# Aim:
Pick out and copy every line in the records below that contains the word "long".

# Dataset rows:
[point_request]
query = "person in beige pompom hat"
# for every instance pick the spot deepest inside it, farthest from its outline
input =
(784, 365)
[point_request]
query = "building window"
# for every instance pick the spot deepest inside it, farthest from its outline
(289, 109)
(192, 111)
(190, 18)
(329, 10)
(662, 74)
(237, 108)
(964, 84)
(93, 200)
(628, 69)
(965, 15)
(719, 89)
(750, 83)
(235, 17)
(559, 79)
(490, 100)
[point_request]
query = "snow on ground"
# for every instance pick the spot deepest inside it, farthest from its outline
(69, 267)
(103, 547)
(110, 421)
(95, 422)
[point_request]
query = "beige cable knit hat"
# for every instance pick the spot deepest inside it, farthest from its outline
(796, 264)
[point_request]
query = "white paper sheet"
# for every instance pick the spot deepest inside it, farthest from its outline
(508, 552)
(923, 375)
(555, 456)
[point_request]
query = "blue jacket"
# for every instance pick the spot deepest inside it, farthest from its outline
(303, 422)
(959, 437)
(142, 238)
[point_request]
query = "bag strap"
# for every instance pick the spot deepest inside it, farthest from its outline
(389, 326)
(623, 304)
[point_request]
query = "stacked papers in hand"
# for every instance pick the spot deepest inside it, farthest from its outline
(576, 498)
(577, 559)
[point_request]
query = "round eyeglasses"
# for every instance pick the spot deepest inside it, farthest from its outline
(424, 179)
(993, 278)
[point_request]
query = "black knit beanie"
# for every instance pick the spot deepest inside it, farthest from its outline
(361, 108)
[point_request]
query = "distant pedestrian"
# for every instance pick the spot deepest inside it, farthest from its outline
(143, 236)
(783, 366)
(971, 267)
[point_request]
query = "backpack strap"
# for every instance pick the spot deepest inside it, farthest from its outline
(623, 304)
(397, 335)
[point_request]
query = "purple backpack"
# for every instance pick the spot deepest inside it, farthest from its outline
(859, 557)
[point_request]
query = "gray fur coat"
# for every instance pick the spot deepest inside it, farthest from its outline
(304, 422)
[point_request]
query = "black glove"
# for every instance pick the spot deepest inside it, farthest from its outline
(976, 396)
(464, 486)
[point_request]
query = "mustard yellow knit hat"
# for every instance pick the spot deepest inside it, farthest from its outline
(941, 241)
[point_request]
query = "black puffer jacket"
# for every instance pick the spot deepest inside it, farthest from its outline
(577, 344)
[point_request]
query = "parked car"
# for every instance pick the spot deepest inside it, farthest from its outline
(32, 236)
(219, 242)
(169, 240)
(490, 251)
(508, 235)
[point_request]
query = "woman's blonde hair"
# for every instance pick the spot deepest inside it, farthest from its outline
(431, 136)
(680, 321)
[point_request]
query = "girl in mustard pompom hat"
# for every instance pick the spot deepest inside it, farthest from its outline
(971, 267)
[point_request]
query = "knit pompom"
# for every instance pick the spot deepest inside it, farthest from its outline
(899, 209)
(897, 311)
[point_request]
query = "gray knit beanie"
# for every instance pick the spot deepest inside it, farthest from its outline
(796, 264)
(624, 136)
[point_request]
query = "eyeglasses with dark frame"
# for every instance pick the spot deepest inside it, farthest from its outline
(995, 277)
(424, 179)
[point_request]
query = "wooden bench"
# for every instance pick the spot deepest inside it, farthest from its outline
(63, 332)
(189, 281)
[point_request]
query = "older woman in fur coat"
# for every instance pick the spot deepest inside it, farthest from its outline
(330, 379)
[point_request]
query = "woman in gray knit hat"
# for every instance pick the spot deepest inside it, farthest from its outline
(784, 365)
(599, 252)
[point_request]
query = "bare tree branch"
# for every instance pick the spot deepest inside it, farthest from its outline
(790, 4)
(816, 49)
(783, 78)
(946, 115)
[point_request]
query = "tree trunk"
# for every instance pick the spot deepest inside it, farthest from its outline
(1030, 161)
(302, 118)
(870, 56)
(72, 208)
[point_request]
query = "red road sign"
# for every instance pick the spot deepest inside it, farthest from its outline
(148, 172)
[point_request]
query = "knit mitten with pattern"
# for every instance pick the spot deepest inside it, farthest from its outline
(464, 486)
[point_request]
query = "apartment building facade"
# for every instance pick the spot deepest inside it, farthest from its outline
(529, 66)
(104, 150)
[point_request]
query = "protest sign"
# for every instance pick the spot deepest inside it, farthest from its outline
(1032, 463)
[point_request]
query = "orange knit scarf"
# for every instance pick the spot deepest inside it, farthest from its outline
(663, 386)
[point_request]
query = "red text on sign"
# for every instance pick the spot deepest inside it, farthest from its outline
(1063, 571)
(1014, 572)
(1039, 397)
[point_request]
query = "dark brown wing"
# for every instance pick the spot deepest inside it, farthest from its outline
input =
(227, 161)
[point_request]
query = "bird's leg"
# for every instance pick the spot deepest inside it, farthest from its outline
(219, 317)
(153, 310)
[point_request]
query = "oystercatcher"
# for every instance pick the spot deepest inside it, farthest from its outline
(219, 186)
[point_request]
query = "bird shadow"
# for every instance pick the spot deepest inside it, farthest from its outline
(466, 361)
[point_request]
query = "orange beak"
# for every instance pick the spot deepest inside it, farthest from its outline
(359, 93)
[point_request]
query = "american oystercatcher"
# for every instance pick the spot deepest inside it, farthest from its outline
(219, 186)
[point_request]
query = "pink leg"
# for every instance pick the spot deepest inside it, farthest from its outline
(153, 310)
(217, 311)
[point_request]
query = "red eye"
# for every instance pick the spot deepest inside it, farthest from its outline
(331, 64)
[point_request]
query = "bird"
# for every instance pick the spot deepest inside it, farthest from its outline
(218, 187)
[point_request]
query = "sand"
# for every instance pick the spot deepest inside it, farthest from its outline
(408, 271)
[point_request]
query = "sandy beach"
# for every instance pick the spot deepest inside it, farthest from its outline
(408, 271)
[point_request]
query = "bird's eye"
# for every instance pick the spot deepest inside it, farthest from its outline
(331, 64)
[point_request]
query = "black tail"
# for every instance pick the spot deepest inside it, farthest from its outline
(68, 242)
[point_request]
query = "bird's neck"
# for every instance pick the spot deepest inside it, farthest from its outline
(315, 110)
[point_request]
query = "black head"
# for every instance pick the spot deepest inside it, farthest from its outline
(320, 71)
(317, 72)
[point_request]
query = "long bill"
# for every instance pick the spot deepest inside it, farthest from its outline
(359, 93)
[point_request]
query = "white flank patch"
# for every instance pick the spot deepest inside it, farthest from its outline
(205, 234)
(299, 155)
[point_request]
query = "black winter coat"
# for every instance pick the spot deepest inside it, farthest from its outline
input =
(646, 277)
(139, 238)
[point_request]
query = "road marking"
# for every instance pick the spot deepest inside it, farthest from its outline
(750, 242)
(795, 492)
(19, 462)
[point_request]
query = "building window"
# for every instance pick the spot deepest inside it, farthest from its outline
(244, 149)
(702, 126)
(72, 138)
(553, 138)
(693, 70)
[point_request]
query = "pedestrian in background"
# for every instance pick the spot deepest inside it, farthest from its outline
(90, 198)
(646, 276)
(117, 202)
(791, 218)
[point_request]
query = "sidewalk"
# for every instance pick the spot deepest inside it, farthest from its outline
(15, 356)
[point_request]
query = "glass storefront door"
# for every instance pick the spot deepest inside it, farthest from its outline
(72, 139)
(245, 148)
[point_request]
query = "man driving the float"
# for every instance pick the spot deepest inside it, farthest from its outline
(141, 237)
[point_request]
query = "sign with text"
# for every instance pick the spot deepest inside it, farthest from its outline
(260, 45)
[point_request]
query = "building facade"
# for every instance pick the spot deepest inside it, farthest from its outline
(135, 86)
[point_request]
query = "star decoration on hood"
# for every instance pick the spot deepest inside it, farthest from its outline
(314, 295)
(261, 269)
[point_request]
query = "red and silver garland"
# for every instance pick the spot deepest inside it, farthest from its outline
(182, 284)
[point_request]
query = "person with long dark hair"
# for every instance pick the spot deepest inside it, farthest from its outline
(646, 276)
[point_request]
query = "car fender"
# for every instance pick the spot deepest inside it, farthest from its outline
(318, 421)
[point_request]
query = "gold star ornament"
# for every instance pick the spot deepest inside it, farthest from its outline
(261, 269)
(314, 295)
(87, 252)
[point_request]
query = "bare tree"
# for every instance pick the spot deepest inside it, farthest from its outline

# Exercise response:
query = "long bill"
query = "person with long dark hair"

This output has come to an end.